═══ INFORMATION PROVIDED

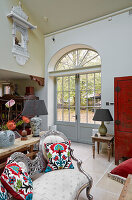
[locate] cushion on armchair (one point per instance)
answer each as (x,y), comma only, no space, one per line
(58,156)
(3,193)
(16,181)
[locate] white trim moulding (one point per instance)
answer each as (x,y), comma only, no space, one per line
(89,22)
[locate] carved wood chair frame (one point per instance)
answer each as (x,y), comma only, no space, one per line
(37,165)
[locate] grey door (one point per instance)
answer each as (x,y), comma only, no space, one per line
(77,98)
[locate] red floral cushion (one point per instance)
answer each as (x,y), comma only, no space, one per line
(123,169)
(58,156)
(17,181)
(3,193)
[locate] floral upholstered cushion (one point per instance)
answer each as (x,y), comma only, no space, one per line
(58,156)
(3,193)
(16,181)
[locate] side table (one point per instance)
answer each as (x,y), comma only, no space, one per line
(109,139)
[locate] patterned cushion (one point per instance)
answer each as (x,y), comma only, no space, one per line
(3,193)
(16,181)
(58,156)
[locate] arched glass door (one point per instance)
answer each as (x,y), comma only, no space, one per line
(77,96)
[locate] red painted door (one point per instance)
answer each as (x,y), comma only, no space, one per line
(123,117)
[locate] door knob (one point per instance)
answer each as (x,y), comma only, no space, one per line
(117,122)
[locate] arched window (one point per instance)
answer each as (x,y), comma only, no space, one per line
(78,58)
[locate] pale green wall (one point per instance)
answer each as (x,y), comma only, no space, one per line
(35,65)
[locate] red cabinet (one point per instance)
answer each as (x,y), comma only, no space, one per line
(123,117)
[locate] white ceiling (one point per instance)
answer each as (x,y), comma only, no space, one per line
(65,13)
(6,75)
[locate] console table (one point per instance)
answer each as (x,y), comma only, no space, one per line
(19,146)
(109,139)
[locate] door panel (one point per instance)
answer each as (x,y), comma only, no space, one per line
(78,97)
(123,118)
(125,105)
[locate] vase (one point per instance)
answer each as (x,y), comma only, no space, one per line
(7,138)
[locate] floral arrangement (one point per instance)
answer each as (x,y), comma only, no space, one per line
(12,124)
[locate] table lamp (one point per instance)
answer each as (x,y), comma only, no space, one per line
(102,115)
(34,108)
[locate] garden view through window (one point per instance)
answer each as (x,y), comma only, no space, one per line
(80,91)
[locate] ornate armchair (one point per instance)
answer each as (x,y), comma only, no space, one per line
(65,184)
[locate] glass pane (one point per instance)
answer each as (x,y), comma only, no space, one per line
(72,98)
(97,98)
(83,98)
(66,115)
(65,83)
(72,82)
(59,83)
(90,115)
(65,99)
(91,101)
(59,99)
(96,122)
(83,82)
(91,81)
(59,114)
(81,55)
(78,57)
(72,114)
(83,115)
(98,81)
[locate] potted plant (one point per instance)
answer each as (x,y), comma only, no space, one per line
(7,136)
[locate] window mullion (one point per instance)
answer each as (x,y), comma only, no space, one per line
(62,100)
(94,95)
(87,97)
(69,97)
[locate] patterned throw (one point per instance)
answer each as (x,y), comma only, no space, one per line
(58,156)
(3,193)
(16,181)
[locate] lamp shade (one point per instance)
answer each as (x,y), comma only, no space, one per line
(102,115)
(34,107)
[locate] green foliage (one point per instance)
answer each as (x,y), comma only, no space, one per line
(90,86)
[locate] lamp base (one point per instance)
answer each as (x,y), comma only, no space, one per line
(102,129)
(35,126)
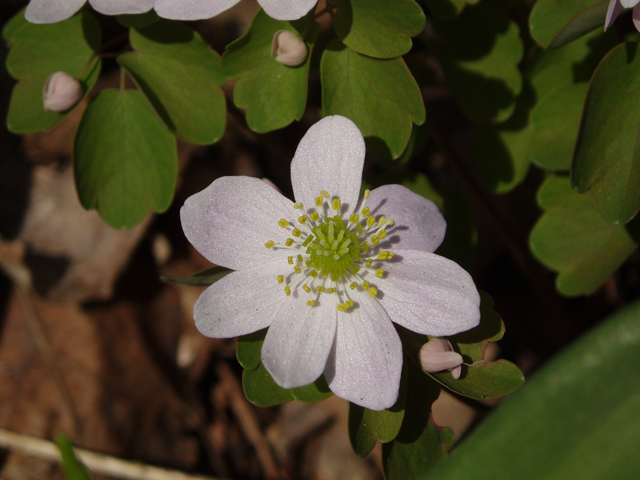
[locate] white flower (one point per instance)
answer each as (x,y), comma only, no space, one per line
(328,274)
(288,48)
(616,6)
(60,92)
(51,11)
(437,355)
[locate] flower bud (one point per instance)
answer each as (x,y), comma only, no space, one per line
(288,48)
(61,92)
(437,355)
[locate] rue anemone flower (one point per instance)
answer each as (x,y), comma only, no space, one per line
(51,11)
(616,6)
(328,274)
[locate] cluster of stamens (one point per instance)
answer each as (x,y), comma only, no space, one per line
(329,256)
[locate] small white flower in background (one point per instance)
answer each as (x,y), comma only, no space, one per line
(51,11)
(329,273)
(61,92)
(437,355)
(616,6)
(288,48)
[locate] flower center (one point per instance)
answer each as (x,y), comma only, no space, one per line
(330,256)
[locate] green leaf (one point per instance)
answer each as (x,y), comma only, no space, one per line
(125,160)
(575,419)
(180,75)
(554,23)
(479,52)
(73,468)
(606,161)
(378,28)
(203,278)
(420,444)
(503,150)
(273,94)
(261,390)
(249,349)
(380,96)
(573,239)
(37,51)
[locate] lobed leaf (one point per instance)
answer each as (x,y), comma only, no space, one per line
(380,96)
(125,160)
(572,238)
(273,94)
(180,76)
(37,51)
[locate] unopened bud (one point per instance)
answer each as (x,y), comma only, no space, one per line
(61,92)
(288,48)
(437,355)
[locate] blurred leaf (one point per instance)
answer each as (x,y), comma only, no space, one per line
(503,150)
(125,160)
(380,96)
(203,278)
(261,390)
(180,75)
(447,8)
(573,239)
(479,52)
(366,426)
(606,159)
(73,469)
(378,28)
(273,94)
(37,51)
(554,23)
(575,419)
(420,444)
(249,348)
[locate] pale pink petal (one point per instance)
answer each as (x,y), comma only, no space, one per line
(299,341)
(192,9)
(51,11)
(636,17)
(612,13)
(118,7)
(329,157)
(242,302)
(429,294)
(366,360)
(287,9)
(230,221)
(419,225)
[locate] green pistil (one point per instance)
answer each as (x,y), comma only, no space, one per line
(334,250)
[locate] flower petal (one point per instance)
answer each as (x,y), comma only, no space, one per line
(287,9)
(242,302)
(429,294)
(615,7)
(329,157)
(230,221)
(419,225)
(192,9)
(118,7)
(299,341)
(366,360)
(51,11)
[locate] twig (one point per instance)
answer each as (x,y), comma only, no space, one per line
(248,421)
(96,462)
(11,256)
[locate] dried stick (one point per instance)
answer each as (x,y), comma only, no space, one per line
(96,462)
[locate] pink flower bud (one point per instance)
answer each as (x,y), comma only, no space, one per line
(437,355)
(288,48)
(61,92)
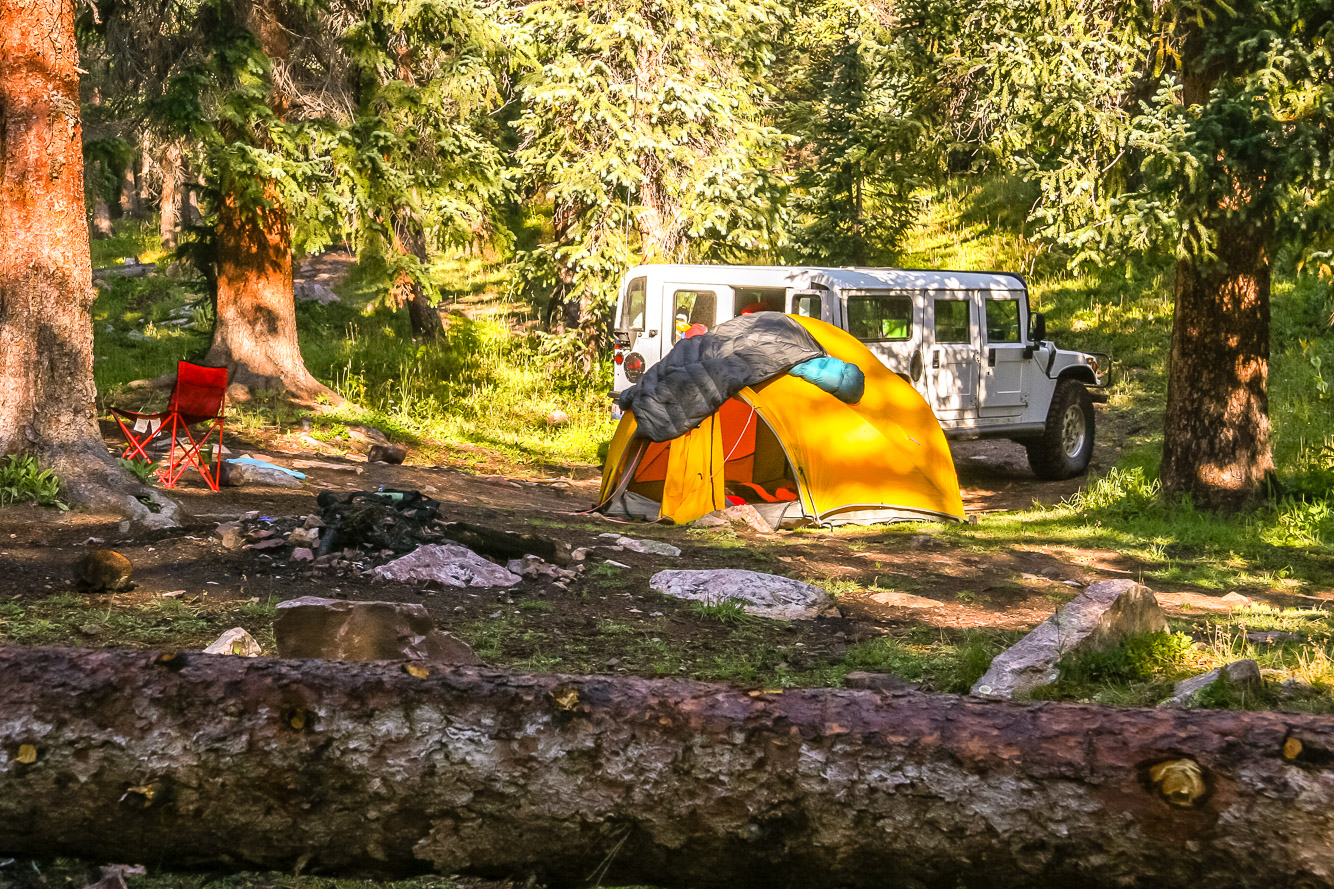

══════

Rewrite all the rows above with "one point per instance" replaced by "one point per object", leaving everything else unchanged. Leave the picture lines out of your answer.

OUTPUT BELOW:
[locate] cushion on armchair (one point per object)
answer each as (x,y), comma only, no space, one per line
(58,156)
(3,193)
(16,181)
[locate] white trim moulding (one point per object)
answer each as (x,y), comma only, no space, one per line
(89,22)
[locate] carved wood chair frame (one point per object)
answer each as (x,y), comma only, no space, one per line
(37,165)
[locate] grey door (one point per object)
answer each as (x,y), comma only, no space, one per line
(77,98)
[locate] red floral cushion (one point per object)
answer each as (x,y), comma only, no space, one per line
(123,169)
(58,156)
(17,181)
(3,193)
[locate] floral upholstered cushion (one point per object)
answer each as (x,y), comma only, no space, one per line
(58,156)
(3,193)
(16,181)
[locate] side table (one point per object)
answer each as (x,y), comma only, no space, one per line
(109,139)
[locate] patterned cushion (one point per object)
answer each as (x,y), comma only, no space, one per line
(3,193)
(16,181)
(58,156)
[locate] arched glass door (one point per object)
answer each as (x,y), comma only, no space, one per line
(77,96)
[locate] red painted door (one point per object)
answer each as (x,y), comma only, no space, one per line
(123,117)
[locate] door knob (one point per object)
answer each as (x,y), comma only, no space, one per line
(117,122)
[locate] arched window (one point per object)
answer each as (x,y), comma only, no space, one per line
(78,58)
[locate] pale green wall (one point per object)
answer each as (x,y), comma only, no space, one per line
(35,65)
[locate] red cabinet (one point per object)
answer each as (x,y), comma only, no space, one per line
(123,117)
[locate] white ceiling (one point per object)
answer each as (x,y), comma only, no space, one per line
(65,13)
(6,75)
[locate] console table (one point per object)
answer each as (x,y), comma only, no space, one per line
(19,146)
(109,139)
[locate] door panel (one point per object)
answer each as (x,y), comma only, no space, one per line
(78,97)
(123,118)
(125,105)
[locate] vase (one point per object)
answer each as (x,y), comma only, no space, one per line
(7,138)
[locate] floral arrangement (one point per object)
answer each as (x,y), comma only, no space, one per line
(12,124)
[locate] table lamp (one point per object)
answer each as (x,y), comma only, no space, one per line
(102,115)
(34,108)
[locate] garden view through window (one point per object)
answer each as (x,y), comma only, no space, one per line
(80,91)
[locate] ornate armchair (one point per object)
answer each as (x,y), comma only, no space, one per line
(65,184)
[locate] glass pane (one point per object)
answer each as (x,y), comma only, no space, one per line
(72,98)
(97,98)
(83,98)
(66,115)
(65,83)
(72,82)
(59,83)
(90,115)
(65,99)
(91,101)
(59,99)
(96,122)
(83,82)
(91,81)
(59,114)
(81,55)
(78,57)
(72,114)
(83,115)
(98,81)
[locate] potted plant (one point per object)
answer each as (x,y), comma only, no space, one per line
(7,136)
[locate] window mullion (one point per object)
answer each as (x,y), comma only, no space, one per line
(62,100)
(94,95)
(87,97)
(69,97)
[locate] patterned throw (one point per object)
answer each as (x,y), comma only, no space, one per line
(58,156)
(3,193)
(16,181)
[locate] lamp shade (one point per object)
answer each as (x,y), comma only, no space, one per line
(102,115)
(34,107)
[locate] green foliage (one point per object)
answer each as (x,y), comma only, no space, one per line
(90,86)
[locate] lamp base (one point per object)
answer each as (x,y), comma only, no space, one per line
(102,129)
(35,126)
[locate] white flower (one point per object)
answer each as (x,y), comma only, no space, one per line
(328,274)
(288,48)
(616,6)
(60,92)
(51,11)
(437,355)
[locate] flower bud (one point per object)
answer each as (x,y), comma only, no space, one per line
(288,48)
(61,92)
(437,355)
[locate] rue anemone flower (one point per object)
answer each as (x,y), comma only, no space, one per line
(51,11)
(616,6)
(328,274)
[locate] cluster of stamens (one point per object)
answer each as (x,y), comma only, no space, one per line
(329,256)
[locate] small white flower in background (one point per object)
answer each as (x,y), comma only, no space, one per line
(51,11)
(329,273)
(61,92)
(437,355)
(616,6)
(288,48)
[locate] flower center (one point per object)
answer each as (x,y), comma only, no space, one per line
(330,256)
[locate] green leaf (one point per object)
answer each as (x,y), comma only, no space, one per line
(125,160)
(575,419)
(180,75)
(554,23)
(479,52)
(73,468)
(606,161)
(378,28)
(203,278)
(420,444)
(503,150)
(273,94)
(261,390)
(249,349)
(380,96)
(573,239)
(37,51)
[locate] lobed leaf (one point per object)
answer each as (x,y), comma only, no space, one per line
(380,96)
(125,160)
(572,238)
(273,94)
(180,76)
(37,51)
[locate] unopened bud (one point per object)
answer each as (x,y), comma only, no space, one per line
(61,92)
(288,48)
(437,355)
[locate] blurred leaf (one point per object)
answer each as (x,y), comma only, no space, one per line
(503,150)
(125,160)
(380,96)
(203,278)
(261,390)
(180,75)
(447,8)
(573,239)
(479,52)
(366,426)
(606,159)
(73,469)
(378,28)
(273,94)
(37,51)
(554,23)
(575,419)
(420,444)
(249,348)
[locate] pale pink petal (one point per object)
answer each as (x,y), comma only, no space, one per line
(299,341)
(192,9)
(51,11)
(636,17)
(612,13)
(118,7)
(329,157)
(242,302)
(429,294)
(366,360)
(287,9)
(230,221)
(419,225)
[locate] green pistil (one point per object)
answer each as (x,y), comma only, no space, one per line
(334,250)
[locate] flower petal (one point per object)
answer each as (x,y), comma only, no space, one per line
(287,9)
(242,302)
(429,294)
(615,7)
(329,157)
(230,221)
(419,225)
(192,9)
(118,7)
(299,341)
(366,360)
(51,11)
[locate] twig (one point per object)
answer each as (x,y), comma only, no space, one per line
(248,421)
(96,462)
(11,256)
[locate] dried stick (one point per object)
answer each as (x,y), comma only, no space, one per line
(96,462)
[locate] pink flower bud (one point per object)
answer each as (x,y), comma only, no space, one per line
(437,355)
(288,48)
(61,92)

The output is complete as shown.